▶ **Problem description**: Retype the full set of records. Keep every character identical.

▶ **Provided records**:
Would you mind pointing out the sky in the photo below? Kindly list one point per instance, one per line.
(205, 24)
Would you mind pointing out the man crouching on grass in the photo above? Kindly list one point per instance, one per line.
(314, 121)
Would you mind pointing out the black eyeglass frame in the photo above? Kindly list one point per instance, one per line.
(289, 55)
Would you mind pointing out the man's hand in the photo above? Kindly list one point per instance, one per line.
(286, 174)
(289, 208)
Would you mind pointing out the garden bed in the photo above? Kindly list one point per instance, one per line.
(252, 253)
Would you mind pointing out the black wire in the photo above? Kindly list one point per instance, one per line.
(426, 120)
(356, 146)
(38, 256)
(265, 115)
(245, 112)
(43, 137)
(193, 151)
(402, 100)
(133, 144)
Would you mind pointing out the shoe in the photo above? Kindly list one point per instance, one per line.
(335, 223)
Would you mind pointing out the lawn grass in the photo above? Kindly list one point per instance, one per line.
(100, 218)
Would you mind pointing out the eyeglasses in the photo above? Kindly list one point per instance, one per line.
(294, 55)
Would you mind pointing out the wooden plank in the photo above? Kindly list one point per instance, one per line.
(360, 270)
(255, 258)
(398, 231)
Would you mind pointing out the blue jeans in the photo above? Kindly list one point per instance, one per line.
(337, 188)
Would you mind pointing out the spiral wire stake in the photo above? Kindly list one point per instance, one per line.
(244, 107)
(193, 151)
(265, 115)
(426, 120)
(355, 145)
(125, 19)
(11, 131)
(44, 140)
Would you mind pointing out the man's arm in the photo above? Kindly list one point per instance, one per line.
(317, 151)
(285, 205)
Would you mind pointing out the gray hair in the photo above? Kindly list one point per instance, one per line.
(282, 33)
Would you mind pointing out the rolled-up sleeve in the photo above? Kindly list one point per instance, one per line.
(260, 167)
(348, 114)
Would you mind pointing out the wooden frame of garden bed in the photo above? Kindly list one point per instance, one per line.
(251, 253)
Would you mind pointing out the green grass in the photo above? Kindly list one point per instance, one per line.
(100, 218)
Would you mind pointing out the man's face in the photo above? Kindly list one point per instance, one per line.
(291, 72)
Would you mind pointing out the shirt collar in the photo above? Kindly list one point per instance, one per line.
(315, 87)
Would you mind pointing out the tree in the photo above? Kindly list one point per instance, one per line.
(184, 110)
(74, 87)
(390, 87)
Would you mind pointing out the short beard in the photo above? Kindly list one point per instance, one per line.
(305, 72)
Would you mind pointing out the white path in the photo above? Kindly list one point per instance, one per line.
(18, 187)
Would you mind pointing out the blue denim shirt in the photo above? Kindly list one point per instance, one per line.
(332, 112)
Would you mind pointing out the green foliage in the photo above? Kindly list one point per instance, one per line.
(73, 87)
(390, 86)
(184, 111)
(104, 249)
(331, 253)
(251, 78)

▶ **Solution**:
Would you mind pointing out the sky in the photo below? Kindly list one point per instance, one per line.
(205, 24)
Would you mind pointing out the man crouching on grass in the photo above? Kindly list one point per instance, one per line.
(314, 121)
Would you mind pointing out the black eyeglass frame in the photo above? Kindly list one point per instance, one per line.
(289, 55)
Would you mind pointing out the man's hand in the photo above? Kindly list one point per instance, one per line.
(286, 174)
(289, 208)
Would you mind pointing out the garden bed in the photo above? Kindly list one point per instance, one per line.
(252, 253)
Would you mind pointing out the black wire in the photo above? Kindly list one point per instance, one per line.
(426, 120)
(356, 146)
(38, 256)
(265, 115)
(245, 112)
(43, 137)
(193, 151)
(402, 100)
(133, 144)
Would you mind pointing out the shoe in the photo above? Kindly list one point per instance, one per line.
(335, 223)
Would you mind pointing out the lawn grass in the photo above? Kindly list one point per instance, one per line.
(100, 218)
Would you mind pointing out the eyeglasses in the photo above? Kindly list one point per instance, one per line.
(294, 55)
Would you mind pointing out the wooden plank in the photo above? Kindly list one point per instance, one per line.
(360, 270)
(255, 258)
(398, 231)
Would you mind pointing out the blue jeans in the photo above? Kindly list one point per instance, one per line.
(337, 188)
Would you mind pointing out the spiral wire stake in the photo above? Kindly list one point per instance, one per line.
(244, 107)
(193, 151)
(265, 115)
(426, 120)
(355, 145)
(125, 19)
(11, 131)
(44, 140)
Would you mind pointing out the man's arm in the photo above? Kindly list one point per instance, one per line.
(317, 151)
(285, 205)
Would you mind pointing out the gray hair in the photo above? Kindly list one point per instance, one per line.
(282, 33)
Would you mind pointing out the rolled-up sleeve in the photo above? Kindly list one point per instance, one per line.
(260, 167)
(348, 114)
Would you mind pointing out the wooden frame of garden bed in the photo above? Kindly list one point per instance, one per line.
(251, 253)
Would you mind pointing out the green grass in the photo above? Kindly list one point per instance, one per line.
(100, 218)
Would you mind pointing out the man's face in the photo above? Kindly list one point per instance, one per line.
(291, 72)
Would you mind pointing out the shirt collar in the photo above? Kindly list one point per instance, one per line.
(315, 87)
Would you mind pointing out the tree in the photo above? Kindly list one point per instance, one per line.
(184, 110)
(74, 87)
(390, 87)
Would you mind pointing out the short beard in the photo above? Kindly list one point per instance, one per line.
(305, 72)
Would you mind pointing out the white path in the photo above? Kindly list one point per instance, one per line.
(18, 187)
Would you mind pointing out the blue denim shirt in the photo above? Kindly list one point per instance, one per line.
(332, 112)
Would you mind pointing out the green foliage in the photo above? Kindly list one point per instance, one per line.
(73, 87)
(390, 86)
(184, 111)
(104, 249)
(331, 253)
(251, 78)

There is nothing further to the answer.